= Beginning of Section =
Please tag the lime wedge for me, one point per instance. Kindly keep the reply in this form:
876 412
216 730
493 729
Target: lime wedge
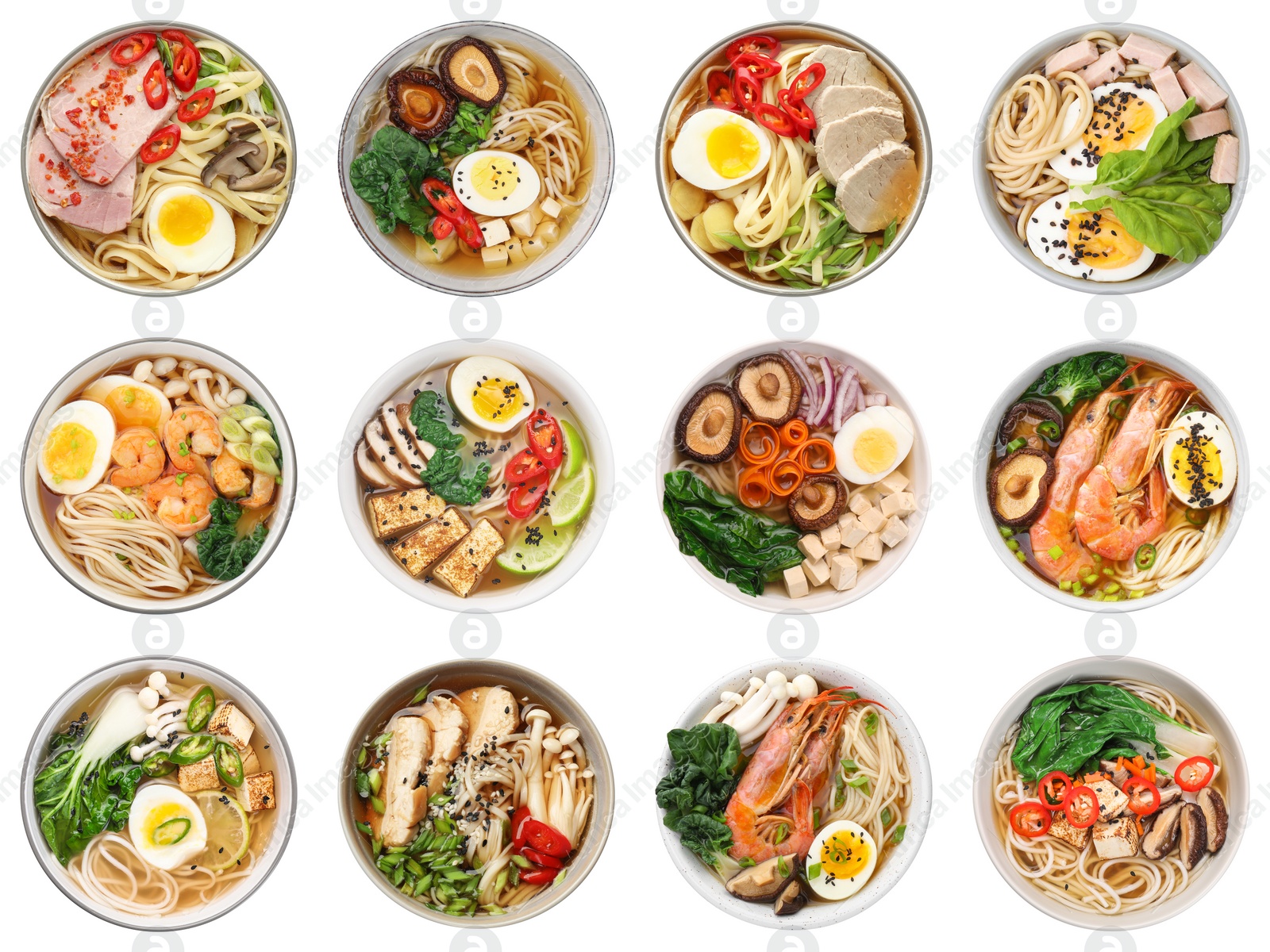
573 498
575 451
540 547
229 831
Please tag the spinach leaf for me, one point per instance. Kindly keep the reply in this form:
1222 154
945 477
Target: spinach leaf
734 543
222 554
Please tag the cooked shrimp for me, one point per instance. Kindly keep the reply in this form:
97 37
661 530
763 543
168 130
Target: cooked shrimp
137 456
182 501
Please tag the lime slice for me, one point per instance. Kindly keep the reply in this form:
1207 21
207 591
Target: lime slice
575 451
229 831
573 498
550 543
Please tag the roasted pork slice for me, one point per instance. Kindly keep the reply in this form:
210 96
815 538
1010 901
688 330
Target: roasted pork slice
98 117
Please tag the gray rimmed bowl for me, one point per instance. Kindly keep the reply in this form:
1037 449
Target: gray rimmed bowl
461 674
895 861
135 670
579 228
51 232
983 460
1191 697
129 355
918 133
1000 225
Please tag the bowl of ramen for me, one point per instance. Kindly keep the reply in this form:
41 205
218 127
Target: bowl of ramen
159 158
476 159
474 476
793 479
1109 793
158 797
1111 479
794 789
476 791
1115 159
158 476
793 159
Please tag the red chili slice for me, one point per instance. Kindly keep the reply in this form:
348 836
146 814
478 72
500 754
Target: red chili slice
197 106
160 145
133 48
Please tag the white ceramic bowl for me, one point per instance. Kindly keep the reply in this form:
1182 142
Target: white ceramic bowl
983 182
983 461
579 228
352 499
524 683
129 355
895 860
133 670
918 131
54 235
1191 696
774 598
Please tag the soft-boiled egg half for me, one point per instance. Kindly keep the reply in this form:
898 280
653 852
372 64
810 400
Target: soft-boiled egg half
1199 460
491 182
131 403
190 230
1086 245
167 827
1126 116
872 443
842 858
717 149
76 447
491 393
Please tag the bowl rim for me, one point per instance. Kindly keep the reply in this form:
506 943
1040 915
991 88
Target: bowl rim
46 226
882 571
93 679
982 790
924 795
601 818
997 222
602 181
352 499
924 133
135 603
984 454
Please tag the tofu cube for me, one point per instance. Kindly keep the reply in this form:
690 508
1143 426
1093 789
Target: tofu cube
842 571
1118 839
198 776
257 793
795 582
230 724
873 520
852 532
817 570
495 232
895 532
810 546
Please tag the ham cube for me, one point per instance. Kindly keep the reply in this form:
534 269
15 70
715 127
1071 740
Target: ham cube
1199 84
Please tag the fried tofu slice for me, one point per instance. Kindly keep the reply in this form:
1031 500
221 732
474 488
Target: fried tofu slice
465 564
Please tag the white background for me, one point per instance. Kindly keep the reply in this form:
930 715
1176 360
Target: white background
635 635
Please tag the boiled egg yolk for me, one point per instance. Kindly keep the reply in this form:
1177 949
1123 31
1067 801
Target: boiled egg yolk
732 150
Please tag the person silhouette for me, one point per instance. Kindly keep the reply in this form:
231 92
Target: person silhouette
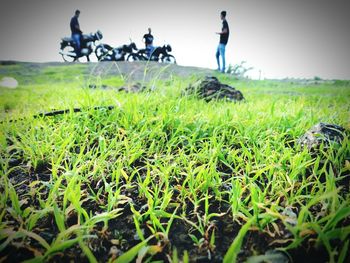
224 34
76 32
148 39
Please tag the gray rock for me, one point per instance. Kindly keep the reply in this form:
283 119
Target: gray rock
9 82
211 88
134 88
322 133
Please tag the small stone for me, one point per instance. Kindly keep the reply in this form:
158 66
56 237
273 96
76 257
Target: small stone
211 88
322 133
9 82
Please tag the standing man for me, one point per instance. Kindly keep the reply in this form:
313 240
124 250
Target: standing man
76 32
148 39
224 34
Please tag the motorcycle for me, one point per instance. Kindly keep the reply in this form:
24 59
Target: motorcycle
159 54
105 52
87 44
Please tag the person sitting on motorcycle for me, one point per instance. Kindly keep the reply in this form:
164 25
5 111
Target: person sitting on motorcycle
76 32
148 39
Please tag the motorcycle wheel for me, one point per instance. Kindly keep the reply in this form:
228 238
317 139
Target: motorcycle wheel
133 57
169 59
68 54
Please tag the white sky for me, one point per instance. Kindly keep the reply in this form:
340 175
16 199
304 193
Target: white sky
282 38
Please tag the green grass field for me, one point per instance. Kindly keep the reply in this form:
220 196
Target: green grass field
164 177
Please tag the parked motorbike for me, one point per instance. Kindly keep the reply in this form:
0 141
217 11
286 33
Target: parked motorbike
159 54
105 52
87 44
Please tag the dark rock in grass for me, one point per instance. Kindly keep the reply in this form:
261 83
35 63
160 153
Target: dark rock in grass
94 86
322 133
134 88
211 88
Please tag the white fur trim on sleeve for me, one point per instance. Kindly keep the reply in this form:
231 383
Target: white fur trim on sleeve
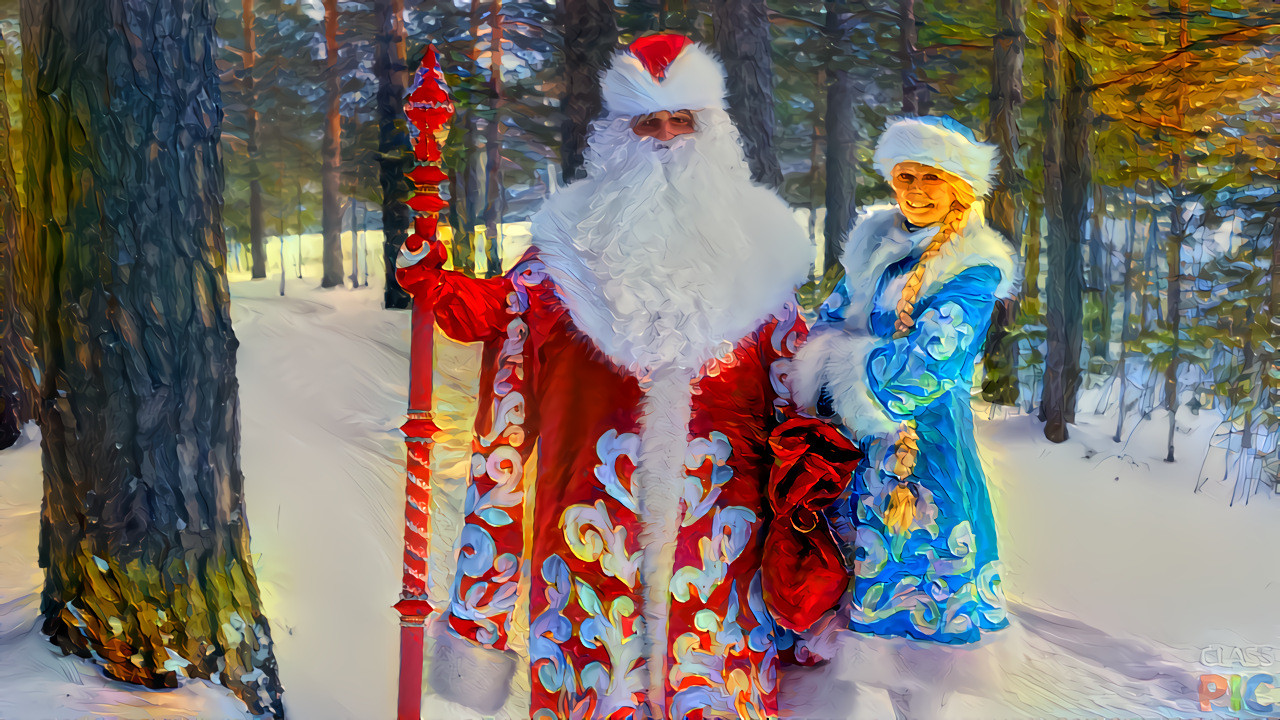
837 359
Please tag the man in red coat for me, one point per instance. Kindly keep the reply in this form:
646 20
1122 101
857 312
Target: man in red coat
640 347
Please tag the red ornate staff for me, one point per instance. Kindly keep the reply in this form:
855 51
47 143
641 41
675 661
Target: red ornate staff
428 108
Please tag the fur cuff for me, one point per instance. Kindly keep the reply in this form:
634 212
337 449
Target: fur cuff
837 359
471 675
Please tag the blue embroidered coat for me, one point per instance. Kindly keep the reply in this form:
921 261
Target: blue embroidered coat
938 578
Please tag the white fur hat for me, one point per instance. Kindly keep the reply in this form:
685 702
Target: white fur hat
940 142
662 72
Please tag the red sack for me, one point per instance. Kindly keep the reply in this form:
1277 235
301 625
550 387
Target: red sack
803 574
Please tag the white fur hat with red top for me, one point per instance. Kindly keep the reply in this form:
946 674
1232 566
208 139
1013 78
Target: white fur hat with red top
662 72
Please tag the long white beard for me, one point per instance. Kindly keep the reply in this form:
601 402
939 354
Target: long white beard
666 255
661 250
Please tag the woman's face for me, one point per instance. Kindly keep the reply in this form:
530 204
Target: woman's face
923 192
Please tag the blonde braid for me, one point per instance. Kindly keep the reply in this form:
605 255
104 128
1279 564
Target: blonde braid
951 226
901 500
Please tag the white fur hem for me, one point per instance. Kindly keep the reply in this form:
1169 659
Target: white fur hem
658 482
837 359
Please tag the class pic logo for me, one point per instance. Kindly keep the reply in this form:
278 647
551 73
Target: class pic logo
1240 689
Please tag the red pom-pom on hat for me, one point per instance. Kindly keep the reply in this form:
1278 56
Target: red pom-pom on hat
662 72
657 51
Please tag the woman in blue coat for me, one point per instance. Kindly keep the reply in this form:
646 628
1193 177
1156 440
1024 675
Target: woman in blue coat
892 359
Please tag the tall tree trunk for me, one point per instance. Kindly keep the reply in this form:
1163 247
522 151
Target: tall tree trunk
1028 297
393 149
280 173
493 194
1077 188
1000 384
741 31
144 536
14 404
908 58
590 35
298 236
330 171
355 247
256 227
841 131
1061 313
1130 237
1100 276
1176 235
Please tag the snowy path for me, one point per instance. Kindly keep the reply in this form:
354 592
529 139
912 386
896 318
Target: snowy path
1120 575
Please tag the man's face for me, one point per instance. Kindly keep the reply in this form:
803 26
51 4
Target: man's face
663 126
923 194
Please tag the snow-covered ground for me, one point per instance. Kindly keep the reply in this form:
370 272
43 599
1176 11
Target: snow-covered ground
1121 578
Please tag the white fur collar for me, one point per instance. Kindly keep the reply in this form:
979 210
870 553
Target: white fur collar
881 238
762 276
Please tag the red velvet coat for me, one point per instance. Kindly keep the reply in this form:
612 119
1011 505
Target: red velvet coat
544 384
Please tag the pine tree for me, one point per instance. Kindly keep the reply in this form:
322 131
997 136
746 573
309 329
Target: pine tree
744 45
144 541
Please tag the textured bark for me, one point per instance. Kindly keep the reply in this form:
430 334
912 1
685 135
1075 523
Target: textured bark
841 132
590 35
1100 277
1176 235
394 154
144 538
256 227
1077 188
1063 314
1274 299
908 58
1029 297
1000 382
1128 308
330 168
14 396
743 42
493 199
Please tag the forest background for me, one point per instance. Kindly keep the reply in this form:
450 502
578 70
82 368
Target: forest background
1138 139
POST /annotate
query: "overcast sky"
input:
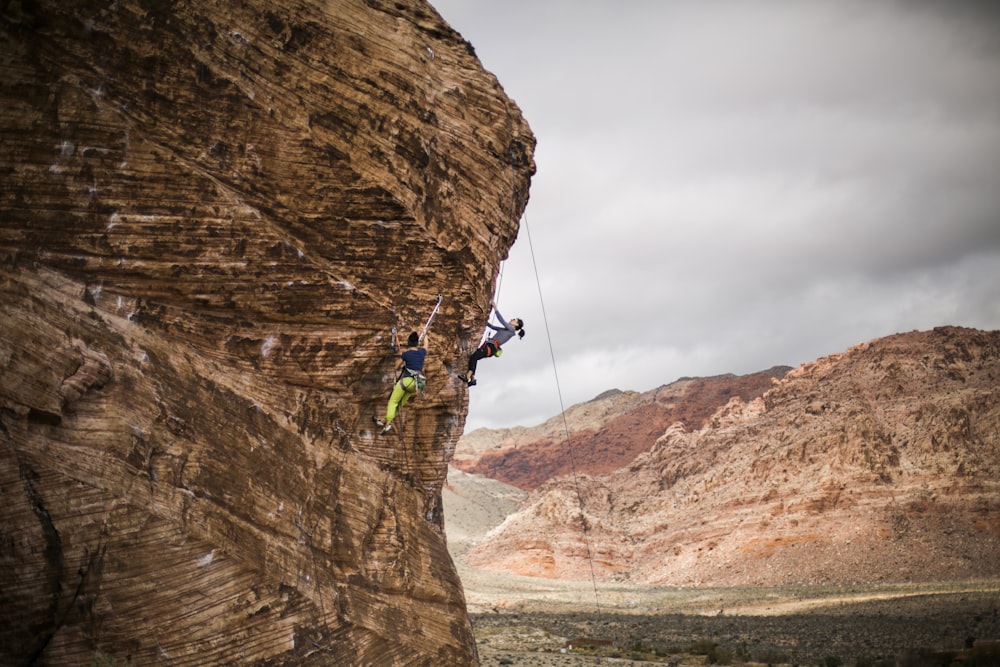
= End of Section =
▶ TASK
Please quote the records above exactly, beginning at the line that contains "Please tag the pine" and ending at their last line. Leave the pictures out.

▶ SOLUTION
Please tag the pine tree for me, one point per instance. Kindly keep the reply in this form:
322 131
997 136
746 573
309 329
Target: pine tree
744 45
144 541
Please tag the textured bark for me, one point per instance. Kindly keep the reply in this form:
430 334
912 1
685 135
1075 523
Target: textured bark
841 132
590 35
1100 277
1176 235
394 154
144 538
256 227
1077 188
1063 314
1274 299
908 58
1029 297
1000 382
1128 308
330 168
14 396
743 42
493 199
Please tag the forest background for me, one point per instance. Kindly keep the reply in this form:
450 502
578 70
82 368
Target: forest background
1138 139
POST /annotate
query: "overcast sky"
input:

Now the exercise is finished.